* _DATA SHOWN_
<<<<
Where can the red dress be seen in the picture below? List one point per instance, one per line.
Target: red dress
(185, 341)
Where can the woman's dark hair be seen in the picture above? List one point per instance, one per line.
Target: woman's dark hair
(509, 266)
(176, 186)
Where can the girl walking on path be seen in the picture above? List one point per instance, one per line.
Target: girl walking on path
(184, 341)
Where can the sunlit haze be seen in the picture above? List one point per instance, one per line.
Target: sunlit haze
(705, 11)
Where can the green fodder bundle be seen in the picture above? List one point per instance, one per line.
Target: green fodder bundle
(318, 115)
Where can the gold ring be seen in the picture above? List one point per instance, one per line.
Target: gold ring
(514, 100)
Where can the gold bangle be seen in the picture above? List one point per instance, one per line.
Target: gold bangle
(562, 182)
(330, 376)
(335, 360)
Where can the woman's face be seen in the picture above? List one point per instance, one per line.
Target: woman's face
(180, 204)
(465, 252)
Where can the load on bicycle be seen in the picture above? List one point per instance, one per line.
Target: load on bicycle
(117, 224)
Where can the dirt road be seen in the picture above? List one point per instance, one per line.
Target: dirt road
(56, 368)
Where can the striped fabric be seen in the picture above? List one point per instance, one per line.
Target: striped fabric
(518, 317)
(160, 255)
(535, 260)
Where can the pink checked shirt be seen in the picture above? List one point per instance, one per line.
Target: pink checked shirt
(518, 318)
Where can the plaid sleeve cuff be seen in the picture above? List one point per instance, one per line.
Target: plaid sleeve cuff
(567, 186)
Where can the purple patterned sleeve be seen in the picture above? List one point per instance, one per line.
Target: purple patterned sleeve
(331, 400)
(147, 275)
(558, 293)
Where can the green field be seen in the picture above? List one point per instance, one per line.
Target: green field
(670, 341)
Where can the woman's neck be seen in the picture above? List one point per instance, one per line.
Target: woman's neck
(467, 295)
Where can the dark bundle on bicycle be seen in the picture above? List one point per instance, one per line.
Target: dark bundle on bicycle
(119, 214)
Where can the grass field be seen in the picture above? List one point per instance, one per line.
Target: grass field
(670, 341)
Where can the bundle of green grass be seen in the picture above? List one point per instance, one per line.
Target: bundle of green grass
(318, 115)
>>>>
In the entries above, the lines from the one bearing "Where can the woman's dark" up to and including the one bearing "Where can the pink" should be transcribed exactly; no other line is wanted.

Where can the woman's dark hair be seen in the picture above? List one point per instance, one per line.
Target: woman's dark hair
(509, 266)
(176, 186)
Where can the girl walking on path be seen in the picture above? List one point per instance, one per line.
Target: girl walking on path
(184, 341)
Where can the sunlit haze be seen in the picture above? List one point per instance, one per line.
Target: sunlit haze
(705, 11)
Where can the green fodder bundle be seen in the picture above? List one point per instance, one per line.
Target: green fodder bundle
(318, 115)
Where can the gold ring be seen in the picture above? List one point per instance, one per line.
Target: gold ring
(514, 100)
Where can the gold bangle be seen in the picture above? List one point per instance, one per line.
Target: gold bangle
(562, 182)
(330, 376)
(335, 360)
Where can the woman's face be seen in the picture above? List one point per instance, one per line.
Target: woman's face
(180, 204)
(465, 252)
Where can the load on bicycle be seen in the picture above? List one point per instance, one per line.
Target: load on bicycle
(117, 224)
Where can the dirt road be seen in the picture above? List one point per instance, one per line.
Target: dirt road
(56, 368)
Where can the striped fabric be seen in the picture above? List one point per instance, one per line.
Target: striped fabric
(518, 317)
(160, 255)
(535, 260)
Where can the pink checked shirt be seen in the picture above? List one point per instance, one per line.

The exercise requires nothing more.